**How to complete this task:**
Copy the data verbatim and leave out every picture.

[Input records Boundary: Start]

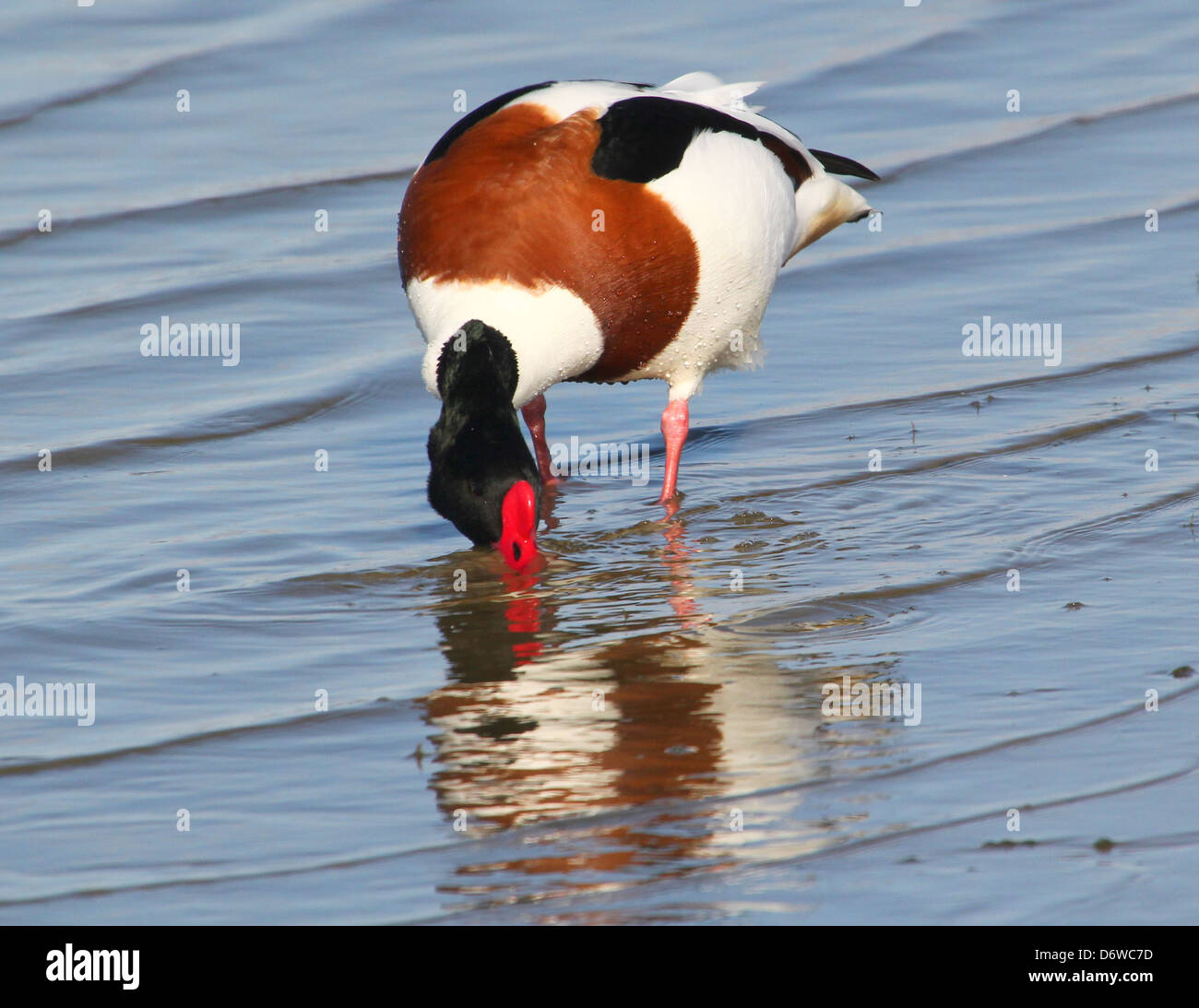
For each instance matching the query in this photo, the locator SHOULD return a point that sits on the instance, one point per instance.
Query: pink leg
(674, 429)
(534, 412)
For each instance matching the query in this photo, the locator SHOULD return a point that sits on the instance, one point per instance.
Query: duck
(595, 231)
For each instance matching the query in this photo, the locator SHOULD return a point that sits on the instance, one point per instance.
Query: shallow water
(600, 728)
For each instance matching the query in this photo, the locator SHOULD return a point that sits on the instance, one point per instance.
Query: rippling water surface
(600, 729)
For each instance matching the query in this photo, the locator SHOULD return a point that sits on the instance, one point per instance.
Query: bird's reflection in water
(534, 725)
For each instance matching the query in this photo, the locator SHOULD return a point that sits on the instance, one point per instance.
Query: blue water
(599, 730)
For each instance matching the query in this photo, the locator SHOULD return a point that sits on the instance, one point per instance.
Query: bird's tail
(822, 204)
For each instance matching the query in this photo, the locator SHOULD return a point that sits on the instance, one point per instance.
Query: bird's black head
(483, 477)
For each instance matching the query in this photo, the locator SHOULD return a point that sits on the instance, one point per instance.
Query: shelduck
(592, 231)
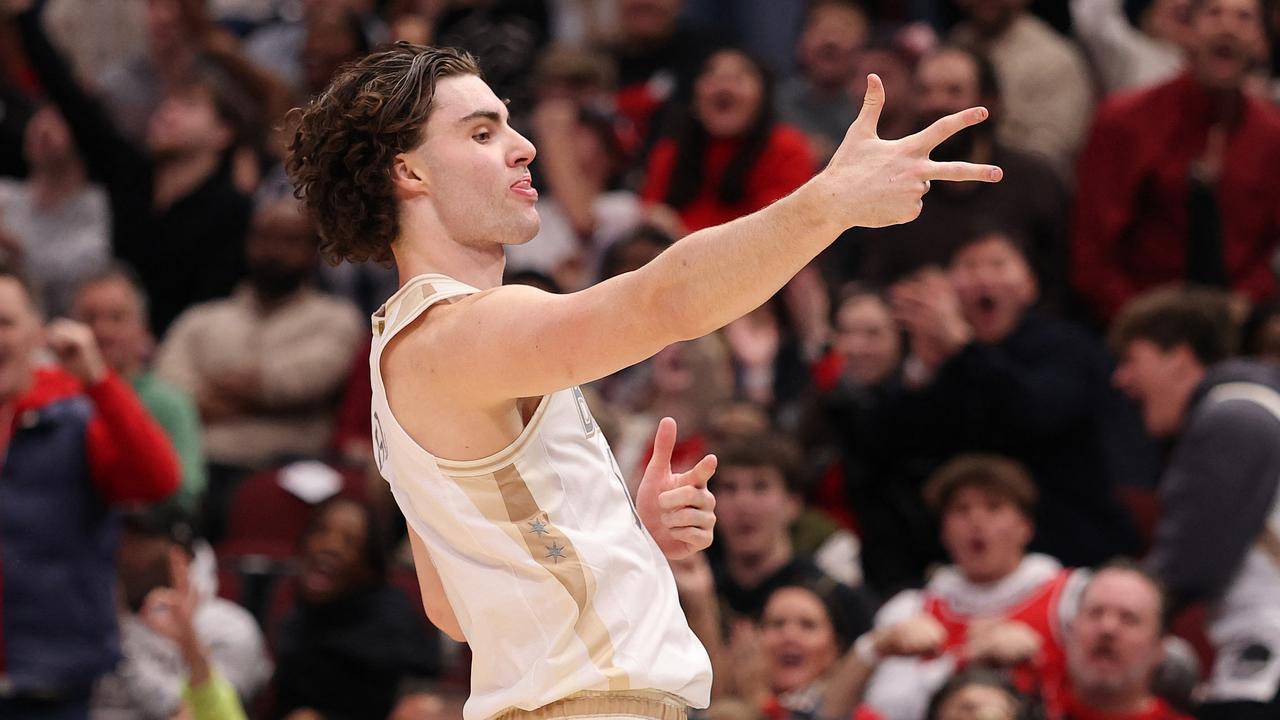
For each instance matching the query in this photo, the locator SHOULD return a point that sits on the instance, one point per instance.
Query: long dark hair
(691, 140)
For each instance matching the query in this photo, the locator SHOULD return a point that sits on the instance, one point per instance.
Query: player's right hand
(878, 182)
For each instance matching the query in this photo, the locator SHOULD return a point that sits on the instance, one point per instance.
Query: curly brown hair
(342, 150)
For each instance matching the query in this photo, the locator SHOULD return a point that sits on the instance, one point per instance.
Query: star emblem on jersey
(556, 551)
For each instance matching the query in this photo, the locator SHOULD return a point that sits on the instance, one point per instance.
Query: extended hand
(677, 509)
(876, 182)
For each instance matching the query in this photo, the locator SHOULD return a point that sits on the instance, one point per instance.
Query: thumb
(868, 119)
(663, 445)
(700, 473)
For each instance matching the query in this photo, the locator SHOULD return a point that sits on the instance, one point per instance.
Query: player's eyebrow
(492, 115)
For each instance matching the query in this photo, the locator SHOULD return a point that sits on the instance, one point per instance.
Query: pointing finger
(941, 130)
(868, 119)
(958, 172)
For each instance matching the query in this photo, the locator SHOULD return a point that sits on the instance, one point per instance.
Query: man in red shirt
(997, 605)
(74, 441)
(1114, 648)
(1182, 182)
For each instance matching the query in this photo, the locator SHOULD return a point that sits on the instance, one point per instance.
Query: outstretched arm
(521, 342)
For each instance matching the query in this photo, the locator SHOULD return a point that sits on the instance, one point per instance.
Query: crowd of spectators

[Input records Boundary: End]

**Answer to this task:**
For each instance matching the query in this photo, the locator SHOULD return a point that sits on the instance, one point per instance.
Query: pink leg
(674, 429)
(534, 412)
For each instance matching the query in this photo, the locator SHOULD return a point that sits on the instance, one point per instance.
Query: duck
(595, 231)
For each instance matching the query in this photo, the locator SHOULD return a point that sits on the instance, one point per instance.
Query: shallow water
(600, 728)
For each instance matching the query in this photo, the locator SHOULD return a point that sits on the instance, one point per instance.
Query: rippling water surface
(600, 729)
For each instance matching the query in this photo, the locator SHOULD return a point that sits on the instance, one point per instance.
Query: bird's reflection in water
(534, 725)
For each instance matching the query in this photo, the locator SHOULD return a point that sits on the instance, one point per instance.
Query: blue water
(599, 730)
For each instance matching the query in this photo, the locator SHOULD return a point that sits on the instance, one point per instance.
Query: bird's tail
(822, 204)
For each instance matching the query in this photo, the locator SHOULD return a point that sits on the instance, one point per instance.
Query: bird's black head
(483, 477)
For each instance matching the query in this photo, the locator SHOULD return a point that sits on the instance, one point per instance.
Query: shelduck
(592, 231)
For each instance matching the query in this photo, the locator SHOULD return a point that sits on the instance, one point per instance.
Query: long dark hair
(691, 140)
For each instance matching the query in this photo, the locator SHOULD return a point that sits on the instance, one point per instance.
Query: player's right hand
(878, 182)
For each instance matching the query in this photo, the locator SHOULD return a point that sits on the instance, one point per instance.
Query: curly brown hair
(342, 150)
For each instance matching the query in this photo, the locator SHOULD return a point that sits on the instance, one point per instance.
Query: star emblem on jersey
(556, 551)
For each instance matching the query in this photo, the locator SHOULD return a point that sits on the instance, one point per instance.
Query: extended hand
(677, 509)
(876, 182)
For each instance matching the query in this photo, the locator SHOULD return a point that sits on the instance, one point per instance.
Query: thumb
(868, 119)
(663, 445)
(700, 473)
For each instance matching the query in this photo, the locator SHOULD return a point that sits on the instance, one point per instance.
Query: player's eyebrow
(492, 115)
For each instance matching the query in this photo, the locator SHOULD return a point that sits on the instance, one point per instance.
Query: pointing finger
(941, 130)
(868, 119)
(958, 172)
For each instance matching the query in this photo, the locator SHOULD return a point that sits on the instance, one point per instance.
Query: man in red shirt
(997, 605)
(74, 441)
(1114, 648)
(1182, 182)
For each instance matching the query in this photo, the locator SHOULD return a point that sits on the instance, one point per instance.
Query: outstretched arm
(521, 342)
For each instance matching the query in this photo, the locator SHOULD return a point that sits on the instance, one point per instance.
Query: crowd of spectators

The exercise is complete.